What you have to do
All lines from the one containing "List every instance" to the end of the data below are to be returned exactly, both ends included, with nothing added.

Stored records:
»»
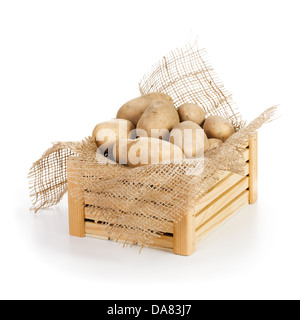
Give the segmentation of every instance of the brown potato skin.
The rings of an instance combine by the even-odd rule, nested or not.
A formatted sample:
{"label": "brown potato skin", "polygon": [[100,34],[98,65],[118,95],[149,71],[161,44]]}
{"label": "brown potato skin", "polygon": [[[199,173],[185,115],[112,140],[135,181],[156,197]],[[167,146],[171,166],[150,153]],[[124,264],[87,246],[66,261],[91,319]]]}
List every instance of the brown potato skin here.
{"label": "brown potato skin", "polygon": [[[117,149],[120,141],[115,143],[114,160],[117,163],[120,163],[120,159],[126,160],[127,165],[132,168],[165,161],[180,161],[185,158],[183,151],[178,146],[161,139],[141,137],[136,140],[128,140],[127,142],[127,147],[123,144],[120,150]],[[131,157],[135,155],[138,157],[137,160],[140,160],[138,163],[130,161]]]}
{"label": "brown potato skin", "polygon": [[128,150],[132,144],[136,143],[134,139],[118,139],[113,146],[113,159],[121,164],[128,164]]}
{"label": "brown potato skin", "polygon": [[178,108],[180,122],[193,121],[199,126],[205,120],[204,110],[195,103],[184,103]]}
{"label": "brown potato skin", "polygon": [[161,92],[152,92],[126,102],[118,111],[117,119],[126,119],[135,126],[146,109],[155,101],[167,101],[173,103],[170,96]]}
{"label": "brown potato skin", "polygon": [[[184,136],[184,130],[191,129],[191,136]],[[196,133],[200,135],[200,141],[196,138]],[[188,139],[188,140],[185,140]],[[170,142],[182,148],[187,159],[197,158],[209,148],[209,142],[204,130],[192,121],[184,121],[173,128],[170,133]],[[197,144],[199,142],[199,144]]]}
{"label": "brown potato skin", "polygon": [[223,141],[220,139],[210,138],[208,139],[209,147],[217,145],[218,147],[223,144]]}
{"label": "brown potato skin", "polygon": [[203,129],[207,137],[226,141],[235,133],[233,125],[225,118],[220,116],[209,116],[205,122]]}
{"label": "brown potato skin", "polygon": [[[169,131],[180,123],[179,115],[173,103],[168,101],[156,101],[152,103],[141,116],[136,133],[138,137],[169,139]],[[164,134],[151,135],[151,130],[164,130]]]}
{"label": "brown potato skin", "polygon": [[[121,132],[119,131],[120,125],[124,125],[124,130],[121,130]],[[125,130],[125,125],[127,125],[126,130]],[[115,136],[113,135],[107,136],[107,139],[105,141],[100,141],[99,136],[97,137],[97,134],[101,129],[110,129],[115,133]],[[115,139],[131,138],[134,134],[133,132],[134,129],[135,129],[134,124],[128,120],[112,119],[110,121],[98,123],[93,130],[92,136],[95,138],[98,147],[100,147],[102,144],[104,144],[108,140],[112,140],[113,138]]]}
««
Written solution
List every instance of the brown potato skin here.
{"label": "brown potato skin", "polygon": [[[117,149],[120,141],[115,143],[114,160],[117,163],[120,163],[120,159],[126,160],[127,165],[132,168],[165,161],[180,161],[185,158],[183,151],[178,146],[161,139],[141,137],[136,140],[128,140],[127,142],[127,147],[123,144],[120,150]],[[131,157],[135,155],[138,157],[137,160],[140,160],[138,163],[130,161]]]}
{"label": "brown potato skin", "polygon": [[128,150],[132,144],[136,143],[134,139],[118,139],[113,146],[113,159],[121,164],[128,164]]}
{"label": "brown potato skin", "polygon": [[178,108],[180,122],[193,121],[199,126],[205,120],[204,110],[195,103],[184,103]]}
{"label": "brown potato skin", "polygon": [[161,92],[152,92],[126,102],[118,111],[117,119],[126,119],[135,126],[146,109],[155,101],[167,101],[173,103],[170,96]]}
{"label": "brown potato skin", "polygon": [[[184,136],[184,130],[191,129],[191,136]],[[196,133],[200,135],[200,141],[196,138]],[[188,139],[188,140],[185,140]],[[170,142],[182,148],[187,159],[197,158],[209,148],[209,142],[204,130],[192,121],[184,121],[173,128],[170,133]],[[197,144],[199,142],[199,144]]]}
{"label": "brown potato skin", "polygon": [[223,141],[220,139],[210,138],[208,139],[209,147],[217,145],[218,147],[223,144]]}
{"label": "brown potato skin", "polygon": [[203,129],[207,137],[226,141],[235,133],[233,125],[225,118],[220,116],[209,116],[205,122]]}
{"label": "brown potato skin", "polygon": [[[169,131],[180,123],[179,115],[173,103],[168,101],[156,101],[152,103],[141,116],[136,133],[138,137],[169,139]],[[164,134],[151,135],[151,130],[164,130]]]}
{"label": "brown potato skin", "polygon": [[[121,132],[119,131],[120,125],[124,125],[124,130],[121,130]],[[125,130],[125,125],[127,125],[126,130]],[[115,136],[113,135],[107,136],[107,139],[105,141],[100,141],[99,136],[97,137],[97,134],[101,129],[110,129],[115,133]],[[115,139],[131,138],[134,134],[133,132],[134,129],[135,129],[134,124],[128,120],[112,119],[110,121],[98,123],[93,130],[92,136],[95,138],[98,147],[100,147],[102,144],[104,144],[108,140],[112,140],[113,138]]]}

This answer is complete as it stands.